READING TEXT:
This harm is the spiritual and emotional implications of a decision that tells women and girls they are not fully human. They are seen as vessels to carry cells to fruition for the state and ostensibly for all of those people who want to adopt children (criminalizing abortion doesn’t actually result in happy adoptions, of course, but that is just another example of how wild-eyed feverish cult members do not make good jurists).

The decision discusses fetuses as people as a matter of ancient law, which Professor of Law, at Yale Law School Amy Kapczynski points out : It talks about fetuses being people as a matter of ancient law (teeing up idea that fetuses are constitutionally PROTECTED – no abortion anywhere as matter of conlaw.) And its arguments undermine all of SCOTUS’s gay rights and contraception decisions.

The message is women and girls are not full citizens. This might not be the intention (though I’d argue that it is, in fact, a big part of the motivation based on the cited scholar, for one), but it is the impact.

“In Justice Alito’s draft opinion reversing Roe, he writes about “an unbroken tradition of prohibiting abortion on pain of criminal punishment,” up until Roe in 1973. He cites, as historical authority, Sir Matthew Hale. Let me tell you about Hale & his views toward women,” Ken Armstrong,  a reporter for ProPublica, tweeted:

3/ Hale became Lord Chief Justice of England in 1671. In his views of women, he was not a forward-thinking fellow — *even* by the abysmally low standards of his era.
4/ To Hale, English gentlewomen were “the ruin of families.” Young women were a particular source of despair. They “learn to be bold,” he complained, and “talk loud.”
6/ Hale believed that for women, it was easy to accuse a man of rape. He believed that for men, such accusations were hard to defend, even if innocent. He advised that jurors be warned — explicitly, and at length — about the threat of the false accuser.
7/ He came up with quite the list of factors for jurors to weigh. Jurors, he wrote, should consider: Is the woman claiming rape of “good fame” — or “evil fame?” Did she cry out? Try to flee? Make immediate complaint afterward? Does she stand supported by others?

INPUT DATA:
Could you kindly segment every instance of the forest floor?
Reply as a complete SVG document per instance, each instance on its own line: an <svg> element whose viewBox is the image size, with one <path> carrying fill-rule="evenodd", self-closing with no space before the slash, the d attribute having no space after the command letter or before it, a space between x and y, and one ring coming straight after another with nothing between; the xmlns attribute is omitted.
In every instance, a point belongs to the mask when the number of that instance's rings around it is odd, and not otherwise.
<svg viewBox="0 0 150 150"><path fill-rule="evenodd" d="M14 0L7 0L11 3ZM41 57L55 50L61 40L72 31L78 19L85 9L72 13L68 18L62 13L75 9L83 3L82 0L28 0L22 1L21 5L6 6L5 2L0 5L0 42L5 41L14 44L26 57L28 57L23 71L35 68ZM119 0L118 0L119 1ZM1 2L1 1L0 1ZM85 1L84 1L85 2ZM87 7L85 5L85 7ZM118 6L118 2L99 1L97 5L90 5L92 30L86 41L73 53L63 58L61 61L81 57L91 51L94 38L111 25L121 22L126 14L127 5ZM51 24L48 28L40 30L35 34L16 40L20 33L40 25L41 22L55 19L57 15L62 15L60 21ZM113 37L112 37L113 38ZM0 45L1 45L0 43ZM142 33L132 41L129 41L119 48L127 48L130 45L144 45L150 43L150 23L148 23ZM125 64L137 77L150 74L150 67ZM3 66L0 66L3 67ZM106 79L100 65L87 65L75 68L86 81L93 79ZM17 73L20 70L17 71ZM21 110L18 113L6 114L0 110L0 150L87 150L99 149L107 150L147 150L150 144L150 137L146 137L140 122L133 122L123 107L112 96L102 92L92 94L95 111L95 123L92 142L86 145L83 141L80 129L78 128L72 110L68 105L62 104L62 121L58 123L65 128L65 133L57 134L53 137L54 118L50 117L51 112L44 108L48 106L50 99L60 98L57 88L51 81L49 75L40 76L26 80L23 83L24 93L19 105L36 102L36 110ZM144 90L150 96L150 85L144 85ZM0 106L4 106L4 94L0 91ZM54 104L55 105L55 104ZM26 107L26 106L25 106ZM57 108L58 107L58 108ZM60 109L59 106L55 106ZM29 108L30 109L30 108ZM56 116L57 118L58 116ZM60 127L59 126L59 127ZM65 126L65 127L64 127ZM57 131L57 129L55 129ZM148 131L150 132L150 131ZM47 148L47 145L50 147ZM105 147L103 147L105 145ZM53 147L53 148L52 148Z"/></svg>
--
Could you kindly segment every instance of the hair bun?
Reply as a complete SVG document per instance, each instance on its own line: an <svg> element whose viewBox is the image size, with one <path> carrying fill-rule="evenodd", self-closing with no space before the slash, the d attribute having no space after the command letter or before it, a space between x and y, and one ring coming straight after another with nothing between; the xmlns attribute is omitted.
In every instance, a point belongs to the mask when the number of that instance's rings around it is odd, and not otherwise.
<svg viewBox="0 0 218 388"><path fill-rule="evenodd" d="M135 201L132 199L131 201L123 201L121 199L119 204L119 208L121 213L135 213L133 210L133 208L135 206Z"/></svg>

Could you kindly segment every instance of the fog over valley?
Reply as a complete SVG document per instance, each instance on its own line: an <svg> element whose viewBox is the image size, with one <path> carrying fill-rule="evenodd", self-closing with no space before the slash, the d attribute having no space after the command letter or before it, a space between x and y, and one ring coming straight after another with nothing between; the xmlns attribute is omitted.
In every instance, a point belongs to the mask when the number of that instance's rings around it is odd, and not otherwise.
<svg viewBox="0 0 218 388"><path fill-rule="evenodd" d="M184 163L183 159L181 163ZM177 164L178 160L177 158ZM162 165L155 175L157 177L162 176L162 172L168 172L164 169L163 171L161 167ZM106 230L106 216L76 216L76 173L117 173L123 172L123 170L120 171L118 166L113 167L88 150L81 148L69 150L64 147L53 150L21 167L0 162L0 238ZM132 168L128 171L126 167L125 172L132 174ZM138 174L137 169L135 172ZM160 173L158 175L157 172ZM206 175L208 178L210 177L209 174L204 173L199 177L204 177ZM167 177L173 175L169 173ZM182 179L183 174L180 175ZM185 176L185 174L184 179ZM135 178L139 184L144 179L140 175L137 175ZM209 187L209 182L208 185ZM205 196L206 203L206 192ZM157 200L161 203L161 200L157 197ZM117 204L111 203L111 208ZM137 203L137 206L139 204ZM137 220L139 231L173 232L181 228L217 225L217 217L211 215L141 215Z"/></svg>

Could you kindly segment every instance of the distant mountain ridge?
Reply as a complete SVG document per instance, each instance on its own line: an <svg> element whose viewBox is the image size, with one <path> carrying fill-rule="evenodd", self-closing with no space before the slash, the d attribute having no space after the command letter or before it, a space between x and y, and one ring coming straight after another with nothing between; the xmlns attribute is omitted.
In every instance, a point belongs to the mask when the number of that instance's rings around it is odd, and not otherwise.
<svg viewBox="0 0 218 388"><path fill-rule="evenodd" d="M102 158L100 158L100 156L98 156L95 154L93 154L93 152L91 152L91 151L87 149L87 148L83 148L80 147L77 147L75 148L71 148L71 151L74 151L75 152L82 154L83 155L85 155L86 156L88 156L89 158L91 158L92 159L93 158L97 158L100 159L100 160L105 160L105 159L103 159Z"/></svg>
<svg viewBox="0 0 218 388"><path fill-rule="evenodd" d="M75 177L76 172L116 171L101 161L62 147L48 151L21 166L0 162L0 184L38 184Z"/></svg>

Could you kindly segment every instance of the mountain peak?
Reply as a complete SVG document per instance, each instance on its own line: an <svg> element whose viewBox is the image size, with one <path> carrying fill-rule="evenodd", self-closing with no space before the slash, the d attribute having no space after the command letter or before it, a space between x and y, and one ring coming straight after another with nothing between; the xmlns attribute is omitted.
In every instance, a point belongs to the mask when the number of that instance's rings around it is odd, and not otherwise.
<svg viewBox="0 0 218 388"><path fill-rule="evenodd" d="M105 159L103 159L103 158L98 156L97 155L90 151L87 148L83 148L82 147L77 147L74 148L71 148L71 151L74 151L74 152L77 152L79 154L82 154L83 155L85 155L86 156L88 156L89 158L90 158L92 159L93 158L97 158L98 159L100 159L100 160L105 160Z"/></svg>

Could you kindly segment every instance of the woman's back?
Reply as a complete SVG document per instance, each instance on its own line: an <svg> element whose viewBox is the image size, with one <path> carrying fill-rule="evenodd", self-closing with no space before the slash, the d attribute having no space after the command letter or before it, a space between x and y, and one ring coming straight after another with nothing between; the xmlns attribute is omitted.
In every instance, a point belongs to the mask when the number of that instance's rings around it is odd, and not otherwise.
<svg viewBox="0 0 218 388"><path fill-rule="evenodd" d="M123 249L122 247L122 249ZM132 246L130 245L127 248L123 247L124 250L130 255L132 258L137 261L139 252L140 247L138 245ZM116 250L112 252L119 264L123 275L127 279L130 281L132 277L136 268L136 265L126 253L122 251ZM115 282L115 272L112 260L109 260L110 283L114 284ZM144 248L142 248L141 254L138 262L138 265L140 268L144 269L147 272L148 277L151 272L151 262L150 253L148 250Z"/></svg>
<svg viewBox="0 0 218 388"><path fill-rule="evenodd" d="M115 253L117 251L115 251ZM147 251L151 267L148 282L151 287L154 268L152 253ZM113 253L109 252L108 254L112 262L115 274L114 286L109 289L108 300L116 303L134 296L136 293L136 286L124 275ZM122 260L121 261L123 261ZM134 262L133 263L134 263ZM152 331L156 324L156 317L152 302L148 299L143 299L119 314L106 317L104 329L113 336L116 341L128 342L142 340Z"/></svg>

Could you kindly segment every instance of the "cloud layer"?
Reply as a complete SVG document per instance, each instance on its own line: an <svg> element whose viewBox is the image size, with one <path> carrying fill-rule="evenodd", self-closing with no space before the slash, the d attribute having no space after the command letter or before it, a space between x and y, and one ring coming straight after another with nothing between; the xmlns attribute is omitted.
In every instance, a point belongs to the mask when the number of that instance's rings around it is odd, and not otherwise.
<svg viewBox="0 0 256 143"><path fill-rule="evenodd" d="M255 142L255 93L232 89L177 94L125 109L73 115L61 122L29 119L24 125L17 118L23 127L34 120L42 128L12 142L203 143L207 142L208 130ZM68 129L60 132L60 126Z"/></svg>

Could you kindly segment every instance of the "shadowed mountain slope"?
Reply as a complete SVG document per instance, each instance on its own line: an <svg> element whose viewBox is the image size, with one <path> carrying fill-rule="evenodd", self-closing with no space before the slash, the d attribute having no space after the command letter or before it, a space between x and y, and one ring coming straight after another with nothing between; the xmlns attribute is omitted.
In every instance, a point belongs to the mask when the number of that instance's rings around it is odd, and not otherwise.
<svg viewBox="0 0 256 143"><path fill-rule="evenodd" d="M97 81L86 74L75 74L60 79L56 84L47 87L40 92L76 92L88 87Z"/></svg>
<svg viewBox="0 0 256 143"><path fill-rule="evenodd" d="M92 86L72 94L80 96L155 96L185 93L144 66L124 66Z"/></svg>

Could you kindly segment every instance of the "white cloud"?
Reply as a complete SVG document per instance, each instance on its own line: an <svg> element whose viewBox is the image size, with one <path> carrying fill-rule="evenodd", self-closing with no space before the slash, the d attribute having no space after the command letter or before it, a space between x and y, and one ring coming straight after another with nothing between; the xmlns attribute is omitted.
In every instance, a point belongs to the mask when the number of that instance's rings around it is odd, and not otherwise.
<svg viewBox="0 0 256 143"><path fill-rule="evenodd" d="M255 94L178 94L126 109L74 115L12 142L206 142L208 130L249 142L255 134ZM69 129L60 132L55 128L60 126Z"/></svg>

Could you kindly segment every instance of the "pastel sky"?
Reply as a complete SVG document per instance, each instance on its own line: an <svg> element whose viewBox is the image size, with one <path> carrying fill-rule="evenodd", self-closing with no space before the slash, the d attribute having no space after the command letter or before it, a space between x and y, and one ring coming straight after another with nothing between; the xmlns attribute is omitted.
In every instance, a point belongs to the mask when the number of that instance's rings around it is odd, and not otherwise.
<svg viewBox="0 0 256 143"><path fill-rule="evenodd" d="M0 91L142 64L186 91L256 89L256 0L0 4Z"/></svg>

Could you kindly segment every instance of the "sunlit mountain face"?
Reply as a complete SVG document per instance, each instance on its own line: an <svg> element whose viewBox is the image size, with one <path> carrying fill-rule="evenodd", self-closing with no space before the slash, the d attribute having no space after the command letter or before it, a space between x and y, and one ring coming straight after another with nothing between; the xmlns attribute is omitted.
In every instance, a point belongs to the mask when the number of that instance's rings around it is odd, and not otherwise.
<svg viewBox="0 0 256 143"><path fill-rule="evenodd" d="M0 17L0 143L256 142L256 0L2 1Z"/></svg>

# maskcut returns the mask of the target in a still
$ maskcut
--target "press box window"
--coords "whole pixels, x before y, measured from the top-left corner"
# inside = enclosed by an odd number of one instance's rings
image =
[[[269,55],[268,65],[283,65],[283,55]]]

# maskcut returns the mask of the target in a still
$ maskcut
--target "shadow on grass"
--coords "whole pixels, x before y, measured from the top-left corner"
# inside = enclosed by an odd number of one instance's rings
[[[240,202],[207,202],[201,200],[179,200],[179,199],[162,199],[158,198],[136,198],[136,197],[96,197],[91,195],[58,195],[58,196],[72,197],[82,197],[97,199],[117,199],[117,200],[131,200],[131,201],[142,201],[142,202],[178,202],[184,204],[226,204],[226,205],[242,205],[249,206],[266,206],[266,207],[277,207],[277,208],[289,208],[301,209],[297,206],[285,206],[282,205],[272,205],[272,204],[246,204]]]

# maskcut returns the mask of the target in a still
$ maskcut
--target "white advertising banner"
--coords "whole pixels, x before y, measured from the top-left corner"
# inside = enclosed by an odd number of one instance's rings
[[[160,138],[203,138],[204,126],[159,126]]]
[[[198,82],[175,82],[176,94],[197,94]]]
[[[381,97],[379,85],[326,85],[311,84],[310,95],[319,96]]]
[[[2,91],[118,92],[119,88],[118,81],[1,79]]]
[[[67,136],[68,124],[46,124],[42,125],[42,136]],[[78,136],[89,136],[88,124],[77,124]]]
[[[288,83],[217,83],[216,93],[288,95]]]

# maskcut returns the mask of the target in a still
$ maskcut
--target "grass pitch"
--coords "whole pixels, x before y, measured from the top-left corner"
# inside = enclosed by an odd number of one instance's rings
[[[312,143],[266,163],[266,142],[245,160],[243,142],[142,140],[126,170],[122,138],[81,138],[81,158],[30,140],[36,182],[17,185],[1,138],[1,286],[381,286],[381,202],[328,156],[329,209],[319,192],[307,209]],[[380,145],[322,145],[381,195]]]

EXERCISES:
A – In the text on the Roe draft opinion, in what year did Hale become Lord Chief Justice of England?
B – Please copy the text on the Roe draft opinion from "3/ Hale became" to "of his era.".

SOLUTION LIST:
A – 1671

B –
3/ Hale became Lord Chief Justice of England in 1671. In his views of women, he was not a forward-thinking fellow — *even* by the abysmally low standards of his era.